Excerpt provided:

○ ○ ○ ○

Madison, 2, needs 'new tummy'
Two-year-old Madison Merrick needs "a new tummy" if she is to get a chance at a normal life.
The North Shore toddler was born with a defect known as gastroschisis, meaning her bowel was on the outside of her body.
She underwent surgery a few hours after she was born but was left with short gut syndrome which prevents her from eating. She is fed intravenously and has lived in Starship Hospital for all but six months of her life.
Mum Alana Merrick is on a mission to raise money so that Madison can recieve a bowel transplant. The procedure is not available here, so the family hopes Madison will be accepted into Birmingham Children's Hospital within the next year.
Madison will become the third - and youngest - New Zealander to receive a bowel transplant if she is accepted.
''She deserves the chance to live a normal life,'' Merrick said.
''At the moment she is hooked up 24 hours on antibiotics and intravenous nutrition. There's no quality of life in that.''
Madison will need to stay on in the UK for a minimum of two years in case of complications if the transplant goes ahead.
Merrick has applied to the Ministry of Health to fund the medical expenses, but travel and living costs will not be covered.

○ ○ ○ ○

Data block:
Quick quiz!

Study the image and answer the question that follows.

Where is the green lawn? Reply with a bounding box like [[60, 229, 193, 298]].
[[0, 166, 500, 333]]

○ ○ ○ ○

Task: Carry on the news article about Madison Merrick's bowel transplant from the point where it ends.

Output for this exercise:
''If we get accepted we get thrown into a foreign country where I won't be eligible to work. But this is the only option.''
Madison has been battling constant life threatening infections of her intravenous lines since March.
There are only a handful of veins big enough for her intravenous nutrition to be administered, but due to these infections Madison is running out of suitable veins and without this she could starve.
''Her bowel has a mind of its own. Sometimes it absorbs nutrients, but most of the time it doesn't. If she did eat it would go straight through her or back up,'' Merrick said.
Madison has only been able to eat a few times and says her favourite food is McDonald's fries.
''I need a new tummy so I can eat. I want to be free,'' Madison said.